Archive for time is waiting in the wings

Things to which I have been up

I think building her a snow throne may have given her ideas above her station.

I haven’t been making blog posts as often this year as I did last year. Partly because last year I had a baby who slept a lot, whereas this year I have a toddler with very firm beliefs about how often Mummy is allowed to sit at the computer before she gets to have a go too. Resulting in the very real possibility that anything I write will accidentally end up with ‘dfjgoehodnvlos!!!!’ in the middle of a sentence. Soon she will learn to type and I’ll probably have to implant a virtual iPad in her head or something, but for the moment, she’s mainly of use as an agent of chaos.

And partly because I’ve kept half-writing posts, then having a crisis of confidence about whether they’re too dull, controversial, niche, obvious, or all of the above. (All of the above would be quite a feat, admittedly.)

However, I have done a few things that you wouldn’t immediately be aware of from this page, so here they are:

- My eight-year-old has written some more stories for her bit of this site. I’m pleased I set this up for her, because it’s motivating her to finish stories rather than getting halfway through and then wandering off to kick trees. (Don’t ask.) I particularly like ‘Friday‘, which features grape-eating cutlery.

- I wrote some ebook reviews, and am in the middle of writing some more (but it’s taking a while – the good books are hard to write about and the bad ones are hard to read).

- I did a guest blogging stint for The F-Word and wrote three posts for them about musicals, porn genies and why I can, in fact, take a joke.
|---|
- **WHAT YOU WILL DO**: Quote the blog post word for word from "Things to which" to "agent of chaos.". The entries that follow come from a separate source and have no connection to the blog post.

- **LISTING**:
|---|
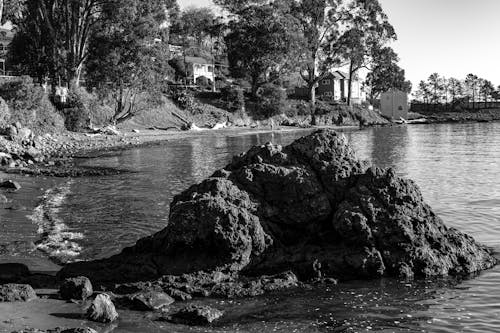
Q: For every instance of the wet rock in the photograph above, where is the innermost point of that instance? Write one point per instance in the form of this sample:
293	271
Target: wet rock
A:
11	273
147	301
17	293
9	184
195	315
102	310
313	208
79	288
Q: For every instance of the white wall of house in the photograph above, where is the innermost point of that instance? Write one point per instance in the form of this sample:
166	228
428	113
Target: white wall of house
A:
206	70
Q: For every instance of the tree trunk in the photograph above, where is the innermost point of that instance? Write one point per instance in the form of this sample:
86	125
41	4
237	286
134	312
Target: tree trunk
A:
349	84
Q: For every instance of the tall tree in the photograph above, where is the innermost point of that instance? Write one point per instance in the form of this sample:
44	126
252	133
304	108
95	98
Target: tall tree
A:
472	84
385	73
261	39
127	55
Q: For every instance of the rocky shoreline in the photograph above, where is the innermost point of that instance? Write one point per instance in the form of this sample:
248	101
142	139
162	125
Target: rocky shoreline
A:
276	218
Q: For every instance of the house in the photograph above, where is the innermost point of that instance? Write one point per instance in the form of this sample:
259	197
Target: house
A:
199	68
394	104
6	37
335	86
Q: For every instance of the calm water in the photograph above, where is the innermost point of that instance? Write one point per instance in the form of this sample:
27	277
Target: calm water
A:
456	167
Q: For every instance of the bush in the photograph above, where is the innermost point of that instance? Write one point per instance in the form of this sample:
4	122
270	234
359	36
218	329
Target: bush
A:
30	106
85	109
184	99
4	114
271	100
234	97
|---|
- **THE ANSWER**:
Things to which I have been up

I think building her a snow throne may have given her ideas above her station.

I haven’t been making blog posts as often this year as I did last year. Partly because last year I had a baby who slept a lot, whereas this year I have a toddler with very firm beliefs about how often Mummy is allowed to sit at the computer before she gets to have a go too. Resulting in the very real possibility that anything I write will accidentally end up with ‘dfjgoehodnvlos!!!!’ in the middle of a sentence. Soon she will learn to type and I’ll probably have to implant a virtual iPad in her head or something, but for the moment, she’s mainly of use as an agent of chaos.